→ QUESTIONS:
(A) Answer each from the parameter documentation:
(i) What is the default interval, in seconds, between batch status checks?
(ii) What is the default maximum number of batch status check iterations?
(iii) What does ToolCallParams.OUTPUT evaluate?
(B) Does each statement agree with the parameter documentation?
(i) evaluation_params defaults to None.
(ii) ToolCallParams.INPUT_PARAMETERS checks the tool's return value.
(iii) batch_max_iterations defaults to 30.
(C) Transcribe the parameter documentation from "Available tool definitions." to "Defaults to 30.0.".
** SELECTED PASSAGE follows **
Available tool definitions. Defaults to None.

None
evaluation_params list[ToolCallParams] | None

The tool call fields that the LLM judge will compare between the actual and expected tool calls. Defaults to None (all supported fields are evaluated by DeepEval's default behaviour when None or empty list is passed). Available values:

  • ToolCallParams.INPUT_PARAMETERS: evaluates whether the arguments passed to the tool match the expected input parameters.
  • ToolCallParams.OUTPUT: evaluates whether the tool's return value matches the expected output.
None
batch_status_check_interval float

Interval in seconds between batch status checks. Defaults to 30.0.

BATCH_STATUS_CHECK_INTERVAL
batch_max_iterations int

Maximum number of batch status check iterations. Defaults to 120.
** End of SELECTED PASSAGE **
** RECORDS PROVIDED follows **
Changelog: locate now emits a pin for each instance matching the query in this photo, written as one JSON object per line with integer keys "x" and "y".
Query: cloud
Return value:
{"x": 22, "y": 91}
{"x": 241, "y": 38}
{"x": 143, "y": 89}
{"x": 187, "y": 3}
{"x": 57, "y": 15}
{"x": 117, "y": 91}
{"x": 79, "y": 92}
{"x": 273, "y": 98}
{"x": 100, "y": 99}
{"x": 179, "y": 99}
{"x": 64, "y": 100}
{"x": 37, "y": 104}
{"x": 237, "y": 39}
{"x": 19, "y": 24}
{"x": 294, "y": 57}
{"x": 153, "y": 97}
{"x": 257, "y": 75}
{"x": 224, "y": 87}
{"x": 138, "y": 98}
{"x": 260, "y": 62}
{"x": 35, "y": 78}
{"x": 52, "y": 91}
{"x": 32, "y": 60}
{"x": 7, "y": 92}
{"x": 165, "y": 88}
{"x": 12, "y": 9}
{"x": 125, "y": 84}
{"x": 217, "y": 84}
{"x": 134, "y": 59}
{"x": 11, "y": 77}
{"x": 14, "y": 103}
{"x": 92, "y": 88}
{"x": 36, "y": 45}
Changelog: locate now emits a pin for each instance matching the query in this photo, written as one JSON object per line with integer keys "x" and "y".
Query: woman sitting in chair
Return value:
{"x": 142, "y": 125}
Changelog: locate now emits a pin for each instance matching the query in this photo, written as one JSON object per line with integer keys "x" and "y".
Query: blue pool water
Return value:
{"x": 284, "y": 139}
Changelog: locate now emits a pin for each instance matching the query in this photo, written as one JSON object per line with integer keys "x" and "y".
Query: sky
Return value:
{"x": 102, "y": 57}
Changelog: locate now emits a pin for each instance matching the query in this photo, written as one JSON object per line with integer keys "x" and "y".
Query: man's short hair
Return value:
** End of RECORDS PROVIDED **
→ RESULTS IN ORDER:
(A)
(i) 30.0
(ii) 120
(iii) Whether the tool's return value matches the expected output.

(B)
(i) Yes: "Defaults to None (all supported fields are evaluated by DeepEval's default behaviour when None or empty list is passed)."
(ii) No: "evaluates whether the arguments passed to the tool match the expected input parameters."
(iii) No: "Defaults to 120."

(C)
Available tool definitions. Defaults to None.

None
evaluation_params list[ToolCallParams] | None

The tool call fields that the LLM judge will compare between the actual and expected tool calls. Defaults to None (all supported fields are evaluated by DeepEval's default behaviour when None or empty list is passed). Available values:

  • ToolCallParams.INPUT_PARAMETERS: evaluates whether the arguments passed to the tool match the expected input parameters.
  • ToolCallParams.OUTPUT: evaluates whether the tool's return value matches the expected output.
None
batch_status_check_interval float

Interval in seconds between batch status checks. Defaults to 30.0.